-- TO DO --
• A. Repeat word for word a passage of the certificate of merger, starting at the words "WITH AND INTO" and stopping after "State of Delaware)".
• B. Carry on writing the certificate of merger from the point where it stops.

-- DOCUMENT SECTION --
***

EX-3.20 2 d315086dex320.htm EX-3.20 EX-3.20

Exhibit 3.20

 

State of Delaware

Secretary of State

Division of Corporations

Delivered 01:51 PM 12/17/2020

FILED 01:51 PM 12/17/2020

SR 20208685185 - File Number 2058433

     

CERTIFICATE OF MERGER

MERGING

FULCRUM IT SERVICES, LLC, a Virginia limited liability company,

G2, INC., a Maryland corporation,

CYBERCENTS SOLUTIONS, LLC, a Delaware limited liability company,

HII MISSION DRIVEN INNOVATIVE TECHNICAL SERVICES LLC, an

Alabama limited liability company,

HII MISSION DRIVEN INNOVATIVE GOVERNMENT SOLUTIONS INC., a

Delaware corporation,

and

HII SYSTEMS INNOVATIONS INC., a Texas corporation

WITH AND INTO

HII DEFENSE AND FEDERAL SOLUTIONS, INC., a Delaware corporation

(Pursuant to Section 209 of the

Limited Liability Company Act of the State of Delaware)

HII Defense and Federal Solutions, Inc. hereby certifies as follows:

FIRST. The name and state of incorporation of each constituent entity to the Merger (defined below) is as follows:

 

  (a)

Fulcrum IT Services, LLC, a Virginia limited liability company (“FITS”) and a wholly-owned subsidiary of the Surviving Corporation (defined below);

 

  (b)

***

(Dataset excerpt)
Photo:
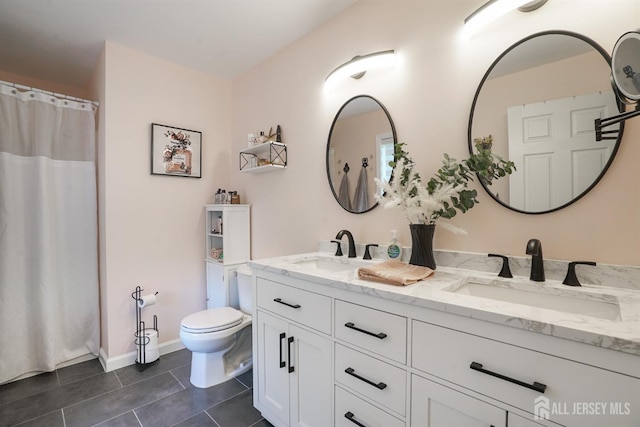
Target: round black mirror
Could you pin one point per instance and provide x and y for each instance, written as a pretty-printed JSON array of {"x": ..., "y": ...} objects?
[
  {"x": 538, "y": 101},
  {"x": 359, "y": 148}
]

***

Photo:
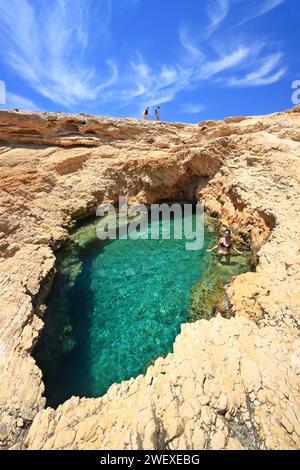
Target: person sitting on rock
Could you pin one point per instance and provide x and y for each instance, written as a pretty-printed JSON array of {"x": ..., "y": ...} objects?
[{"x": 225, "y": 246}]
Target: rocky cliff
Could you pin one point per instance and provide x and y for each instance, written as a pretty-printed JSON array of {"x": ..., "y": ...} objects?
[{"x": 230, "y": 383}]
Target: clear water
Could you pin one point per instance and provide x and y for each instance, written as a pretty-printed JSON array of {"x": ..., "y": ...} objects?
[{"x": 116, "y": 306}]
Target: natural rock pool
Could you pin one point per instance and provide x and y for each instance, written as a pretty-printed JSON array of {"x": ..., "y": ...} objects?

***

-- EXPECTED ANSWERS --
• A.
WITH AND INTO

HII DEFENSE AND FEDERAL SOLUTIONS, INC., a Delaware corporation

(Pursuant to Section 209 of the

Limited Liability Company Act of the State of Delaware)

• B.
G2, Inc., a Maryland Corporation (“G2”) and a wholly-owned subsidiary of the Surviving Corporation;

 

  (c)

CyberCENTS Solutions, LLC, a Delaware limited liability company (“CCS”) and a wholly-owned subsidiary of the Surviving Corporation;

 

  (d)

HII Mission Driven Innovative Technical Services LLC, an Alabama limited liability company (“HII MDITS”) and a wholly-owned subsidiary of the Surviving Corporation;


  (e)

HII Mission Driven Innovative Government Solutions Inc., a Delaware corporation (“HII MDIGS”) and a wholly-owned subsidiary of the Surviving Corporation;

 

  (f)

HII Systems Innovations Inc., a Texas corporation and a wholly-owned subsidiary of the Surviving Corporation (“HII SIT” and together with FITS, G2, CCS, HII MDITS and HII MDIGS, the “Merged Entities”); and

 

  (g)

HII Defense and Federal Solutions, Inc., a Delaware corporation (the “Surviving Corporation”).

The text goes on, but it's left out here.